_Extract to read_.

▬▬▬▬▬▬▬▬▬▬

I will use the word A for alorithm. This algorithm will have a monotonically
increasing suffix which will be a positive integer. When these algorithms
are later referenced a hyperlink will be made to refernce back to the
algorithm.

Some algorithms will have flowcharts given for them. For example, given
below is the flowchart for Euclid's algorithm.

.. tikz:: Euclid's algorithm as a flowchart.

   \node at (0, 0) [rectangle, draw] (A1) {A1. Find remainder.};
   \node at (5, 0) [rectangle, rounded corners=8pt, draw] (A2) {A2. Is reminder zero?};
   \node at (10, 0) [rectangle, draw] (A3) {A3. Exchange value.};

   \draw[-latex] (A1.east) -- (A2.west);
   \draw[-latex] (A2.east) -- (A3.west);
   \draw[-latex] (A2.south) -- ++(0, -1);
   \draw[-latex] (A3.north) -- ++(0, .5) -| (A1.north);

Let us see a C99 program which evaluates GCD of two numbers. Given below is
the sample code.

.. code-block:: c

	#include <stdio.h>

	int main()
	{
	  int a=0, b=0, r=1;

	  printf("Enter two positive integers separated by space:\n");
	  scanf("%d %d", &a, &b);

	  while(r != 0) {
	    r = a % b;
	    if(r == 0)
	      break;
	    else {
	      a = b;
	      b = r;
	    }
	  }

	  printf("GCD is %d\n", b);

	  return 0;
	}


Note that terminating condition for our program is that remainder becomes
zero. Typically we initialize variables with value 0 in C99 but in this case
it must be non-zero. Now let us look at some desirable properties of an
algorithm.

▬▬▬▬▬▬▬▬▬▬

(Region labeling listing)
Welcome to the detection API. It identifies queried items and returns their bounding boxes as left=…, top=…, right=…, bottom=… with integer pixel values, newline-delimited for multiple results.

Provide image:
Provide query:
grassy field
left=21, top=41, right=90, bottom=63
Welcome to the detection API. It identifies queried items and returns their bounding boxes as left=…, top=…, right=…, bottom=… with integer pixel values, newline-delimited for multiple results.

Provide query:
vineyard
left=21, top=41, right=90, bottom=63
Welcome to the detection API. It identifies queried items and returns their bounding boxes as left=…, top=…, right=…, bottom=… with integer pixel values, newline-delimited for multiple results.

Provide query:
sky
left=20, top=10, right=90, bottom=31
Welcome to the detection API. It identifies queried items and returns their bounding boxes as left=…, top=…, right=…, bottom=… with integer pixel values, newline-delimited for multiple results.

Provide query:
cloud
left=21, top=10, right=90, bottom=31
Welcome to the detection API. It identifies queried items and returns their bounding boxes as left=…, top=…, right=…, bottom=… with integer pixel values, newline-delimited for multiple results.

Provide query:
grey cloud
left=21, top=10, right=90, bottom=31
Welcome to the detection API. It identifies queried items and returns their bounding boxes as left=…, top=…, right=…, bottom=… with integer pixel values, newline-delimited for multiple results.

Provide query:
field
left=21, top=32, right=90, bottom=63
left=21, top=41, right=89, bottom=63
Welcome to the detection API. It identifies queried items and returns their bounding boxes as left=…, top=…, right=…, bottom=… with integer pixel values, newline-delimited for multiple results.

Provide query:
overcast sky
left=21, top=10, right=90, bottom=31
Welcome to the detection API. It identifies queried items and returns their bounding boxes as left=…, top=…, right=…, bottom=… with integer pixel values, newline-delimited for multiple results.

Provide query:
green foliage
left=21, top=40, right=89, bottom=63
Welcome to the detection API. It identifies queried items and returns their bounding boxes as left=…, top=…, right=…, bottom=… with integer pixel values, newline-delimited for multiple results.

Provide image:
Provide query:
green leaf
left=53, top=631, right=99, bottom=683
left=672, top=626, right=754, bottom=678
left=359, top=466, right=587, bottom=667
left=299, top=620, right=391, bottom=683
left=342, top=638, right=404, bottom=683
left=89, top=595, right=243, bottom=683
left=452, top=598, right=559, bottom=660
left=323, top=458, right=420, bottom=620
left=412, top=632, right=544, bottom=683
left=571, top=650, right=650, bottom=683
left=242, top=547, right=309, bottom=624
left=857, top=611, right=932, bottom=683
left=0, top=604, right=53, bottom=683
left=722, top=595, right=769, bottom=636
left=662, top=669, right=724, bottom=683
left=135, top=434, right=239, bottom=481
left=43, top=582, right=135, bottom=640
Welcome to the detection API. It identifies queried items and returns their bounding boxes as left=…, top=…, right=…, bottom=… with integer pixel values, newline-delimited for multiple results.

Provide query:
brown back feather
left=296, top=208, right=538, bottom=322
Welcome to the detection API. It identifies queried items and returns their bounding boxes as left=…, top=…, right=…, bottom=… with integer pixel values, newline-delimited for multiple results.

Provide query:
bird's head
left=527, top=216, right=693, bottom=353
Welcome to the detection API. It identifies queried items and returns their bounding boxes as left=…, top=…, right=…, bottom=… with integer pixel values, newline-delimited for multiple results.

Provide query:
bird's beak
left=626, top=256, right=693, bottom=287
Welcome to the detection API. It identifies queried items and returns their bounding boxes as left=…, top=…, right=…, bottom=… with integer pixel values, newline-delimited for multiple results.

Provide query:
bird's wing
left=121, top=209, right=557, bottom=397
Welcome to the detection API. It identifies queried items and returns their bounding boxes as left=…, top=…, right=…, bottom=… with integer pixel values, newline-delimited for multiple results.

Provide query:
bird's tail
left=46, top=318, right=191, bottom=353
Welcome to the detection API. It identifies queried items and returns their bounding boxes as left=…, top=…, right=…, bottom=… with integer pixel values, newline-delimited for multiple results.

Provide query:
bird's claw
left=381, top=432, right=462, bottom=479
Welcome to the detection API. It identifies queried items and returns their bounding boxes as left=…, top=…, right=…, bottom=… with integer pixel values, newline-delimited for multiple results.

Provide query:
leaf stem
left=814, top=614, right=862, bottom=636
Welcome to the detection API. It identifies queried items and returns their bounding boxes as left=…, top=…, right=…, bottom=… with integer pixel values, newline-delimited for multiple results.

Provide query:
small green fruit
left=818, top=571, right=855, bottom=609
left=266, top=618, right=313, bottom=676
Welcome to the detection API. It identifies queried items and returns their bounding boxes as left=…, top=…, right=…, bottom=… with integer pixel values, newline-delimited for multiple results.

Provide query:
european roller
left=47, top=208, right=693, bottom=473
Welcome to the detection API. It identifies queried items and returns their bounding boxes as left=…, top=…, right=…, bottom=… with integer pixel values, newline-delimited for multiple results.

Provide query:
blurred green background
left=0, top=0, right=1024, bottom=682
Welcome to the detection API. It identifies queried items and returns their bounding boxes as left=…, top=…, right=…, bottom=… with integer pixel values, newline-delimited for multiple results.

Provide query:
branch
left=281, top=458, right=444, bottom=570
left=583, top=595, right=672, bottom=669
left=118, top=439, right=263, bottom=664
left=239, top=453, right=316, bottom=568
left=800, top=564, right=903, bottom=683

▬▬▬▬▬▬▬▬▬▬

_Brief A_.
Copy out the extract on Euclid's algorithm word for word, in full.
_Brief B_.
Take the part of the listing that opens with its first line and closes with the line containing "grassy field", and write it out again with "Provide" swapped for "Supply". Change nothing else, and give only those lines.
The extract and the listing have no connection to each other.

_Problem solution A_.
I will use the word A for alorithm. This algorithm will have a monotonically
increasing suffix which will be a positive integer. When these algorithms
are later referenced a hyperlink will be made to refernce back to the
algorithm.

Some algorithms will have flowcharts given for them. For example, given
below is the flowchart for Euclid's algorithm.

.. tikz:: Euclid's algorithm as a flowchart.

   \node at (0, 0) [rectangle, draw] (A1) {A1. Find remainder.};
   \node at (5, 0) [rectangle, rounded corners=8pt, draw] (A2) {A2. Is reminder zero?};
   \node at (10, 0) [rectangle, draw] (A3) {A3. Exchange value.};

   \draw[-latex] (A1.east) -- (A2.west);
   \draw[-latex] (A2.east) -- (A3.west);
   \draw[-latex] (A2.south) -- ++(0, -1);
   \draw[-latex] (A3.north) -- ++(0, .5) -| (A1.north);

Let us see a C99 program which evaluates GCD of two numbers. Given below is
the sample code.

.. code-block:: c

	#include <stdio.h>

	int main()
	{
	  int a=0, b=0, r=1;

	  printf("Enter two positive integers separated by space:\n");
	  scanf("%d %d", &a, &b);

	  while(r != 0) {
	    r = a % b;
	    if(r == 0)
	      break;
	    else {
	      a = b;
	      b = r;
	    }
	  }

	  printf("GCD is %d\n", b);

	  return 0;
	}


Note that terminating condition for our program is that remainder becomes
zero. Typically we initialize variables with value 0 in C99 but in this case
it must be non-zero. Now let us look at some desirable properties of an
algorithm.

_Problem solution B_.
Welcome to the detection API. It identifies queried items and returns their bounding boxes as left=…, top=…, right=…, bottom=… with integer pixel values, newline-delimited for multiple results.

Supply image:
Supply query:
grassy field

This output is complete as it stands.